▸ Your goal: Provide an exact reproduction of every entry.

▸ The records:
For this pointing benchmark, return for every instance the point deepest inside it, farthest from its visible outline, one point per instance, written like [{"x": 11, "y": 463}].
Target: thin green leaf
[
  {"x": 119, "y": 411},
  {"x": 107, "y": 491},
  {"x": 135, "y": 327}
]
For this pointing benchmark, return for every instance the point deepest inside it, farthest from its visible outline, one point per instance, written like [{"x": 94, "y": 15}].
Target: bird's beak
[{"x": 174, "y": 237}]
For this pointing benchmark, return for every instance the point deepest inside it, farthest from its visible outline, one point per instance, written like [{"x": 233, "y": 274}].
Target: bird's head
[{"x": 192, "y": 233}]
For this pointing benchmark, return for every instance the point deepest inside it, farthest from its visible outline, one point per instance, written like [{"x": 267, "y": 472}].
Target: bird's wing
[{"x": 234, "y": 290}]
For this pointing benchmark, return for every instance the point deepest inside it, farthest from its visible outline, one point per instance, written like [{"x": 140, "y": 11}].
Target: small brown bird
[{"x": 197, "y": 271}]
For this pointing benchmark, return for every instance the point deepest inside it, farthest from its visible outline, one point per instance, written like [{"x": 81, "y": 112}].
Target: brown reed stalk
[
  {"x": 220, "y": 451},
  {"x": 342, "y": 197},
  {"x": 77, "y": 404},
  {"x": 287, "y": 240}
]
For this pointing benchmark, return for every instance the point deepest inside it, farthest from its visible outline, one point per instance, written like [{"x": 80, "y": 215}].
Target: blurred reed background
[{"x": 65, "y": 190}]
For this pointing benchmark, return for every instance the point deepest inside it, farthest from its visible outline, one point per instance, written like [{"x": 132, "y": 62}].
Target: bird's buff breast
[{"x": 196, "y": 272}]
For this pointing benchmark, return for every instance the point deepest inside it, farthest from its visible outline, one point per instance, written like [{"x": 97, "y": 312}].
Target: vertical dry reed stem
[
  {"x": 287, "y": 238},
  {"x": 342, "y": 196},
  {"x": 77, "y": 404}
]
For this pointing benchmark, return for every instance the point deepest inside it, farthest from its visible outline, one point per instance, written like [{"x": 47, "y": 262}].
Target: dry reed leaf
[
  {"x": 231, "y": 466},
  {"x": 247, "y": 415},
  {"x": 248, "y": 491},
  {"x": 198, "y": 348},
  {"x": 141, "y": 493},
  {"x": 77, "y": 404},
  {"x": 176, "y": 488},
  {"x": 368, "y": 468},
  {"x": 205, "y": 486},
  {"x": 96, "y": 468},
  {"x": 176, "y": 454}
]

▸ Response to this task:
For this pointing benchmark, return for every instance the point deepest inside it, farthest from its visible outline, one point per instance, written like [{"x": 11, "y": 463}].
Target: thin green leaf
[
  {"x": 119, "y": 411},
  {"x": 107, "y": 491},
  {"x": 135, "y": 327}
]
For this pointing benchmark, return for every instance the point deepest inside it, farthest from its visible outline, one point per instance, written like [{"x": 94, "y": 15}].
Target: bird's beak
[{"x": 174, "y": 237}]
For this pointing benchmark, return for every instance the point deepest inside it, farthest from its visible outline, one point per instance, written like [{"x": 233, "y": 274}].
Target: bird's head
[{"x": 192, "y": 233}]
For this pointing benchmark, return for every instance the point deepest inside it, farthest from its visible outline, one point per instance, written like [{"x": 267, "y": 472}].
Target: bird's wing
[{"x": 234, "y": 290}]
For this pointing benchmark, return for every instance the point deepest inside it, farthest from its visible outline, one point per instance, written like [{"x": 140, "y": 11}].
Target: small brown bird
[{"x": 197, "y": 271}]
For this pointing benchmark, return for every instance the point deepest inside it, farthest from its visible outline, one point per instance, written like [{"x": 81, "y": 112}].
Target: brown reed stalk
[
  {"x": 220, "y": 451},
  {"x": 342, "y": 197},
  {"x": 77, "y": 404},
  {"x": 287, "y": 240}
]
For this pointing benchmark, return for every instance the point deepest inside it, farthest from its visible outline, one point per instance, written like [{"x": 80, "y": 215}].
Target: blurred reed background
[{"x": 65, "y": 190}]
For this pointing benchmark, return for every instance the point deepest inside it, farthest from its visible outline, one point per instance, written like [{"x": 132, "y": 62}].
Target: bird's buff breast
[{"x": 196, "y": 272}]
For this pointing benchmark, return for every instance the point deepest inside it, farthest from its visible outline, one point per instance, written like [{"x": 97, "y": 312}].
Target: vertical dry reed stem
[
  {"x": 287, "y": 238},
  {"x": 342, "y": 196},
  {"x": 77, "y": 404}
]
For this pointing benchmark, return for every instance the point deepest inside it, farthest from its visible outline, one point per instance, written like [{"x": 47, "y": 262}].
Target: dry reed leaf
[
  {"x": 231, "y": 466},
  {"x": 247, "y": 415},
  {"x": 248, "y": 491},
  {"x": 198, "y": 348},
  {"x": 141, "y": 493},
  {"x": 77, "y": 404},
  {"x": 176, "y": 488},
  {"x": 368, "y": 468},
  {"x": 205, "y": 486},
  {"x": 96, "y": 468},
  {"x": 176, "y": 454}
]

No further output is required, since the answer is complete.